> Directive:
Copy everything from the line containing "Point to the shrub." down through the last line of the entries, keeping each line identical to the original.

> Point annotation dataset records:
= = = =

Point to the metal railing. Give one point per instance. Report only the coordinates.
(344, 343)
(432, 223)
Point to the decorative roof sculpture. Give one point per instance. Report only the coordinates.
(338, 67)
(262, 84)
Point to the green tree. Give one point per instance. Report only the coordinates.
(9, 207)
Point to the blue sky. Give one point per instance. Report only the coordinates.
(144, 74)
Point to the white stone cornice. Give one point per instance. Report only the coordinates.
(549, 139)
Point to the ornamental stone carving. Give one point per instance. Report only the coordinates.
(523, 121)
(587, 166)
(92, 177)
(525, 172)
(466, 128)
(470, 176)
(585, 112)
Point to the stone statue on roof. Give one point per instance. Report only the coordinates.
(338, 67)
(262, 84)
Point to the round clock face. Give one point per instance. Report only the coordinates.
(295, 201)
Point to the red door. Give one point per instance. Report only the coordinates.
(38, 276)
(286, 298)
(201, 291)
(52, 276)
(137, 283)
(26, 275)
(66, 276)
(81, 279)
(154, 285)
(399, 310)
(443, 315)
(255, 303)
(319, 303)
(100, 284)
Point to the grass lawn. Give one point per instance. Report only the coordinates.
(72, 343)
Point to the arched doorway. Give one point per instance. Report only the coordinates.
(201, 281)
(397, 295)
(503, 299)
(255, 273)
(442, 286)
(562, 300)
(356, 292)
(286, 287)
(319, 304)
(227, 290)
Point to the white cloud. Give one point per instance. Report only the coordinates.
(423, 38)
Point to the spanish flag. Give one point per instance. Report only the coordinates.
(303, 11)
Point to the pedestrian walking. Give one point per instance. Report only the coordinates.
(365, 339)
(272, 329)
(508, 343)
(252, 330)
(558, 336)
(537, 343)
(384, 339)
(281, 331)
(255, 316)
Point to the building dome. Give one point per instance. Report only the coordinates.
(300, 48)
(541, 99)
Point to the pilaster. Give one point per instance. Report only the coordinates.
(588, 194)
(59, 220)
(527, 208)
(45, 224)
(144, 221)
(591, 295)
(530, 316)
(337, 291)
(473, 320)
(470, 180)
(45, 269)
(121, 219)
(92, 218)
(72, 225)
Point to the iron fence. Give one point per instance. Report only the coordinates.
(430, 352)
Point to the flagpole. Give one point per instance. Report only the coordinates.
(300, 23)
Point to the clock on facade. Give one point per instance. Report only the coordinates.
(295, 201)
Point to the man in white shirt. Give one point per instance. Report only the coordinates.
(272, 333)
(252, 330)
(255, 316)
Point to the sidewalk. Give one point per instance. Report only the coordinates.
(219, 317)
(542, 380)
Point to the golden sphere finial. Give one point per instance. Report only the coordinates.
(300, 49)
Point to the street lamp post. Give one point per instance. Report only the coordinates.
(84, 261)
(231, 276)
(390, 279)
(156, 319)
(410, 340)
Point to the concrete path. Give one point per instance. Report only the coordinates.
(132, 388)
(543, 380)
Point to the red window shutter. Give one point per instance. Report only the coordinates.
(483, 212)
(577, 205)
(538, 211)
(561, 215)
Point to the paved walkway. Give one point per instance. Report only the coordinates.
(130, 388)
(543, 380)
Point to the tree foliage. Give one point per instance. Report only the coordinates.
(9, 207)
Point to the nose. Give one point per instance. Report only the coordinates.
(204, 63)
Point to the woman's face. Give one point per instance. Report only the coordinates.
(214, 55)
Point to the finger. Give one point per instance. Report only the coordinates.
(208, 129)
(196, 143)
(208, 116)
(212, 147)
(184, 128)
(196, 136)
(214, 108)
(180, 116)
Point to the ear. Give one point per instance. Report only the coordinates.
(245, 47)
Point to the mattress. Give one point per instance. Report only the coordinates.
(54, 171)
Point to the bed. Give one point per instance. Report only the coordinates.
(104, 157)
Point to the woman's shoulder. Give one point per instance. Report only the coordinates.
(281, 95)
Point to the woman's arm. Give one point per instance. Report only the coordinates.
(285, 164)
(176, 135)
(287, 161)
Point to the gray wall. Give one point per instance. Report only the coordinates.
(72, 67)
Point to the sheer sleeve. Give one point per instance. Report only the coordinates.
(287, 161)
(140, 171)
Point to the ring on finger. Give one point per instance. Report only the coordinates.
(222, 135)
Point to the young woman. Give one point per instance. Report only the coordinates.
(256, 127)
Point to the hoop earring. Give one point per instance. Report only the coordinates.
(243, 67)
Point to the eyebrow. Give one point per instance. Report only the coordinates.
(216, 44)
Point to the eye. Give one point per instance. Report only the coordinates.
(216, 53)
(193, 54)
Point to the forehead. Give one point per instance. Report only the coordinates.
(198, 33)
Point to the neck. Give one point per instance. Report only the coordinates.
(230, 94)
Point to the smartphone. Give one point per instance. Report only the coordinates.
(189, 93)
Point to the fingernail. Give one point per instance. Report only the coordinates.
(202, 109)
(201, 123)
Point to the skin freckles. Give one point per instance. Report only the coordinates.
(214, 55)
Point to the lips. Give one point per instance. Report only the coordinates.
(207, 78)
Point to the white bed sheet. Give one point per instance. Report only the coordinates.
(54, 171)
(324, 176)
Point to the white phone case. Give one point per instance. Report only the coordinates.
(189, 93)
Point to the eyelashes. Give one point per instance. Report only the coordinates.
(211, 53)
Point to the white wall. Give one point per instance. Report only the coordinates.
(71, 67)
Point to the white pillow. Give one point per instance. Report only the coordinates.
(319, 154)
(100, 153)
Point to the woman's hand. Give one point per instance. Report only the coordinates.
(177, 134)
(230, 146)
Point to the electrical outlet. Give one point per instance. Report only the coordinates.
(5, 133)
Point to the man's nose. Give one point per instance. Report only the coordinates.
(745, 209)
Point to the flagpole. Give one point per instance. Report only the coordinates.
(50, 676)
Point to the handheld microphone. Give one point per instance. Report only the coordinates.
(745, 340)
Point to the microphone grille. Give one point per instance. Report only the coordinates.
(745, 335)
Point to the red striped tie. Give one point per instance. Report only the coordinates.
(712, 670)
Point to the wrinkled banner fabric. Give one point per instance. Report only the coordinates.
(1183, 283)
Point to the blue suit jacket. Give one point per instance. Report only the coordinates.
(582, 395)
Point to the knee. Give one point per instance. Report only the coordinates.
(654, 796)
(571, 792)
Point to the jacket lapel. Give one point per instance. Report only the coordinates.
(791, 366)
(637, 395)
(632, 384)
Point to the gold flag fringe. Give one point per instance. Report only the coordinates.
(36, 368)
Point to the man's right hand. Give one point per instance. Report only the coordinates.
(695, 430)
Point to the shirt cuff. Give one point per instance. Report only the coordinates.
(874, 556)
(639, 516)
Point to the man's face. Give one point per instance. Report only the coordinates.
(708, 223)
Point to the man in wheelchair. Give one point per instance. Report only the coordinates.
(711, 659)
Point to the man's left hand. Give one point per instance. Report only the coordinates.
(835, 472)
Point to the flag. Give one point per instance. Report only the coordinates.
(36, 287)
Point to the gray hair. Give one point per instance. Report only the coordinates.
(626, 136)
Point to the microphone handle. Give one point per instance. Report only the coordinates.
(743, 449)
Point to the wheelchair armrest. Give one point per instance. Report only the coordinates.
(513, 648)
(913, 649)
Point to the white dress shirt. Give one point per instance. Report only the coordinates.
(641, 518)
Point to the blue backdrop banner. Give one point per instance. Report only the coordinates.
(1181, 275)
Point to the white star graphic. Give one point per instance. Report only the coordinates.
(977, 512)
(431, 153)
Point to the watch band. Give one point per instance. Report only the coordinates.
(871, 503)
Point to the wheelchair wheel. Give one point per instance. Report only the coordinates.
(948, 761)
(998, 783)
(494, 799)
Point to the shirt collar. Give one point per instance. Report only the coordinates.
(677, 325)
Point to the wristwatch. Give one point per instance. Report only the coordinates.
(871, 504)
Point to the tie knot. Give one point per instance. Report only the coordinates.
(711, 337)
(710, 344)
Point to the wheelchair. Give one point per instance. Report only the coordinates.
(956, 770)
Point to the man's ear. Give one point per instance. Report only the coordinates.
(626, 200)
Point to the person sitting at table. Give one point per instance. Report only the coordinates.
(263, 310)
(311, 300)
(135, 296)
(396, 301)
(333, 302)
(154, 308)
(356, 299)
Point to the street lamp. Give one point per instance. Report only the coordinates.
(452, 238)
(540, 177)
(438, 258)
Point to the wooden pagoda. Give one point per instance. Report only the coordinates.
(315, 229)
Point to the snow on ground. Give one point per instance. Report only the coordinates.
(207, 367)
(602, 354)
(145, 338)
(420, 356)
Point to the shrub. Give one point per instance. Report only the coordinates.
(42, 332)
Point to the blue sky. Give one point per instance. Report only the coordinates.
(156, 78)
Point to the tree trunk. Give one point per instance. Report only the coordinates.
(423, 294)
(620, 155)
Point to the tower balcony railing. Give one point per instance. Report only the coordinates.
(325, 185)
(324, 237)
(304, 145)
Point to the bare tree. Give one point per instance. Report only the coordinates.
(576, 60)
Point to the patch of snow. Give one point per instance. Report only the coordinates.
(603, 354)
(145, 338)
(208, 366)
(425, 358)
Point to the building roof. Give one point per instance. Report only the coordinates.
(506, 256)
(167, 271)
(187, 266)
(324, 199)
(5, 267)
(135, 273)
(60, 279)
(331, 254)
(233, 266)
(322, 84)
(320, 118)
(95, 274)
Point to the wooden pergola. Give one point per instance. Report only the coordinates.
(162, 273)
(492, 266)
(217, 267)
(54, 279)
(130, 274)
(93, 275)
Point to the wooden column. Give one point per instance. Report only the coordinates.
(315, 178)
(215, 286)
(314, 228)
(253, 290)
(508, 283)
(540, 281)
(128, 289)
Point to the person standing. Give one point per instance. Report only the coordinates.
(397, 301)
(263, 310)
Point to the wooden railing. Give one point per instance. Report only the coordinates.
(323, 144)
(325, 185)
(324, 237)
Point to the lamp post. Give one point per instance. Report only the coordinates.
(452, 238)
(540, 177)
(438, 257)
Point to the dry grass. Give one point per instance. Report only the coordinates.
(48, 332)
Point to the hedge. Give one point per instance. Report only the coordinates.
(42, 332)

= = = =

> Finished answer:
Point to the shrub. Give one point per instance. Report only the coordinates.
(42, 332)
Point to the blue sky. Give one point per instance. Report only the coordinates.
(156, 78)
Point to the tree trunk. Give one point per instance. Report only the coordinates.
(423, 294)
(620, 155)
Point to the tower balcony railing. Give one point per instance. Report only the coordinates.
(325, 185)
(324, 237)
(304, 145)
Point to the bare tree. Give one point per instance. Report only the coordinates.
(576, 60)
Point to the patch of snow. Give one point per instance. Report only the coordinates.
(603, 354)
(145, 338)
(208, 366)
(425, 358)
Point to the building roof. Give one point per instance. Report only the coordinates.
(506, 256)
(167, 271)
(187, 266)
(324, 199)
(5, 267)
(135, 273)
(60, 279)
(331, 254)
(233, 266)
(322, 84)
(320, 118)
(95, 274)
Point to the wooden pergola. Give one point per instance. Report only the coordinates.
(162, 273)
(492, 266)
(217, 267)
(54, 279)
(130, 274)
(93, 275)
Point to the wooden column. Give one point per instance. Report only the coordinates.
(315, 178)
(215, 286)
(314, 228)
(253, 290)
(508, 283)
(540, 281)
(128, 289)
Point to the person standing. Give one point per instance. Report only the coordinates.
(397, 301)
(263, 310)
Point to the wooden railing. Give one point per instance. Report only the coordinates.
(323, 144)
(325, 185)
(324, 237)
Point to the lamp post. Give one point per instance. Report only the coordinates.
(452, 238)
(540, 177)
(438, 257)
Point to the dry grass. Give one point per instance. Report only the coordinates.
(48, 332)
Point to the hedge. Give one point per instance. Report only the coordinates.
(42, 332)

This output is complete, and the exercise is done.